▶ **Exercise description**
Write out the data in full, exactly as shown.

▶ **Record set**
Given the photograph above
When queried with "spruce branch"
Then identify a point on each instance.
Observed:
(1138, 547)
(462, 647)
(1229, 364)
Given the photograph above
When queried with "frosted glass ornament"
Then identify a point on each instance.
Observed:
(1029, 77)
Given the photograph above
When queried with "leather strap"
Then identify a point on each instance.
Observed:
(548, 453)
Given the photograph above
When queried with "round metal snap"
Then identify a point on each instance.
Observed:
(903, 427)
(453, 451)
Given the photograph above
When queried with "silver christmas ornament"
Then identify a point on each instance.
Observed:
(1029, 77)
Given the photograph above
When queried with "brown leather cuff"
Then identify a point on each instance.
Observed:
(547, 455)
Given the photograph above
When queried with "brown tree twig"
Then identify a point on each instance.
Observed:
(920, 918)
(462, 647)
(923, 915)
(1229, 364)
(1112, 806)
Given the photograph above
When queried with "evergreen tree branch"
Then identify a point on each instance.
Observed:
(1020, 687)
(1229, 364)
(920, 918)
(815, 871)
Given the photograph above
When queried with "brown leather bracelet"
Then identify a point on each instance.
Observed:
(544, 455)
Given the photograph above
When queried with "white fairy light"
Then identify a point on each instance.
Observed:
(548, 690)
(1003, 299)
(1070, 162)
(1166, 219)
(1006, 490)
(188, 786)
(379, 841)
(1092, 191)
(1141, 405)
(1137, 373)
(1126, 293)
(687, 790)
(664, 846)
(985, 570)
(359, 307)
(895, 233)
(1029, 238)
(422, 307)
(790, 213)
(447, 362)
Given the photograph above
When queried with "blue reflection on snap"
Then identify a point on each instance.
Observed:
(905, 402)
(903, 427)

▶ **Response for this exercise**
Given the photograph above
When queried with "spruce branch"
Then identify a point on each instance.
Observed:
(1138, 547)
(462, 647)
(1229, 364)
Given the photograph above
When queried with "frosted glass ornament"
Then identify a point on each instance.
Observed:
(1029, 77)
Given the photograph above
When queried with "leather strap"
Then identify a point on each instance.
Observed:
(548, 453)
Given the photograph above
When queried with "round metal snap"
Then identify a point on each instance.
Observed:
(903, 427)
(453, 451)
Given the photograph above
When queried with "silver christmas ornament"
Then identify a point on each instance.
Observed:
(1029, 77)
Given the photograph above
When queried with "brown leather cuff"
Then identify a point on each instance.
Observed:
(547, 455)
Given the photograph above
When queried with "brown tree twig"
Then identify a point on each instance.
Observed:
(920, 918)
(462, 647)
(923, 915)
(1229, 364)
(1112, 806)
Given the photograph above
When queried with "evergreen tree branch"
Then identify a point on each instance.
Observed:
(1020, 687)
(1229, 364)
(920, 918)
(815, 871)
Given the photograph above
When queried with "brown leather bracelet"
Then identify a point on each instance.
Observed:
(544, 455)
Given the photograph above
When queried with "white fairy light"
Then identify a point on each instance.
Observed:
(548, 690)
(1003, 299)
(1070, 162)
(1166, 219)
(1006, 490)
(188, 786)
(379, 841)
(1092, 191)
(1141, 405)
(1137, 373)
(1126, 293)
(687, 790)
(664, 846)
(985, 570)
(359, 307)
(895, 233)
(1029, 238)
(422, 307)
(790, 213)
(447, 362)
Given the photograph above
When queried with "blue reflection on snap"
Then identify a point on each instance.
Observed:
(905, 402)
(903, 427)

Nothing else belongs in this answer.